▶ **Source extract**:
Employers Call Lazy Tattooed Moron’s Bluff and Offers Him 45 Jobs – IOTW Report

Employers Call Lazy Tattooed Moron’s Bluff and Offers Him 45 Jobs

Fox– A teen dad with “DEVAST8” tattooed across half his face has turned down 45 job offers as he is “waiting for the right one to come along” – after his desperate work plea went viral.

New Zealander Mark Cropp, 19, went on social media to beg someone to give him a break and let him prove he can be responsible and hold down a full-time job after leaving prison.

Within hours he revealed he had been deluged with job opportunities and admitted he “stopped counting” when the number of offers reached 45.

But he told the Daily Mail Australia he still hasn’t “done a day’s work” claiming he is “just waiting for the right one to come about”.

Some of the job offers did require him to have his own transport which immediately ruled him out, he said.

“Until I get my first paycheck and get a car I won’t be able to get myself around,” he said.

Cropp also revealed he is finally getting rid of the ludicrous prison tattoo which has made his life hell.

“I am just working out a date to get it taken off – which sucks because it is going to hurt,” he said.

“And because, you know, this tattoo means something to me and my brother did it for me so it is hard to make the decision to get rid of it.

▶ **Material provided**:

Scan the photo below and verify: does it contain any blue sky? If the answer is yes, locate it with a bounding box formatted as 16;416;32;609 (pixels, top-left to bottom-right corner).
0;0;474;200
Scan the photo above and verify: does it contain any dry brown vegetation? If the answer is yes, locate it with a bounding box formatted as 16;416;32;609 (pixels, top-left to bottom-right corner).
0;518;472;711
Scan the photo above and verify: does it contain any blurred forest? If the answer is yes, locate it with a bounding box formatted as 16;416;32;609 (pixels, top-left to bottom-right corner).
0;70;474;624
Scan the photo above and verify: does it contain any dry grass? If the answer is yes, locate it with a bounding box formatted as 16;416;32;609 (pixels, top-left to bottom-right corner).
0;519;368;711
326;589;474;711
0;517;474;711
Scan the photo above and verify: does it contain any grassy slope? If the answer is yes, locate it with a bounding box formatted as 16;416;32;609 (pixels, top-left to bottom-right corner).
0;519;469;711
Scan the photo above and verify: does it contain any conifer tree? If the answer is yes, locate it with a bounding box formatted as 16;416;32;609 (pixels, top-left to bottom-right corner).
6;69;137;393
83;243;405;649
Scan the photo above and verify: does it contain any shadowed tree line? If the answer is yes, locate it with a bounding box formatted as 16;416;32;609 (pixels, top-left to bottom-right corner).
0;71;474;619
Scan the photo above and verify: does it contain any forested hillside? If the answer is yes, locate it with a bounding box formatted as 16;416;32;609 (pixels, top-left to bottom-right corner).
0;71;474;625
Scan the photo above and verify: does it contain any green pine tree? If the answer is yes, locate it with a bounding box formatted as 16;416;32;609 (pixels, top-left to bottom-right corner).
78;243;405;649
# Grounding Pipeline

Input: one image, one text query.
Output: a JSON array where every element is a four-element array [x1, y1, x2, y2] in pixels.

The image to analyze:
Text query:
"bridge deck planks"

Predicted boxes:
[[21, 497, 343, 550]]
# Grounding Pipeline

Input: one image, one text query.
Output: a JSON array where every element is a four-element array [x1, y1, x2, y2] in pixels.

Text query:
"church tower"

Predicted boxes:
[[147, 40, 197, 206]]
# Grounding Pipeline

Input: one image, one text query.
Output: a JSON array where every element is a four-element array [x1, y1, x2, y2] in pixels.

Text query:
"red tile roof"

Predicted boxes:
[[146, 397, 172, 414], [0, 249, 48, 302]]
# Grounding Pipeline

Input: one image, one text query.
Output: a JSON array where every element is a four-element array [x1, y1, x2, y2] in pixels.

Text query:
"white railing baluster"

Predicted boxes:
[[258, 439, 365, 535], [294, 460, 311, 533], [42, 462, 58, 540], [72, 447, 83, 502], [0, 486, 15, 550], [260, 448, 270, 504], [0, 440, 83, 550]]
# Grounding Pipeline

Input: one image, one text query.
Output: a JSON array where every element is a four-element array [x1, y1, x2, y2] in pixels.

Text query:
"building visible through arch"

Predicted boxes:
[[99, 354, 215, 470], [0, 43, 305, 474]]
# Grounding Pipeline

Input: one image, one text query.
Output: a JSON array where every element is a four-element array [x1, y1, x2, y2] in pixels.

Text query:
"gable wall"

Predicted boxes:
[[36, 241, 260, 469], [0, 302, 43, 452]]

▶ **Work item**:
From the article above on Mark Cropp's job offers, copy word for word the passage that begins with "Cropp also revealed" and runs through "get rid of it.".

▶ **Exercise answer**:
Cropp also revealed he is finally getting rid of the ludicrous prison tattoo which has made his life hell.

“I am just working out a date to get it taken off – which sucks because it is going to hurt,” he said.

“And because, you know, this tattoo means something to me and my brother did it for me so it is hard to make the decision to get rid of it.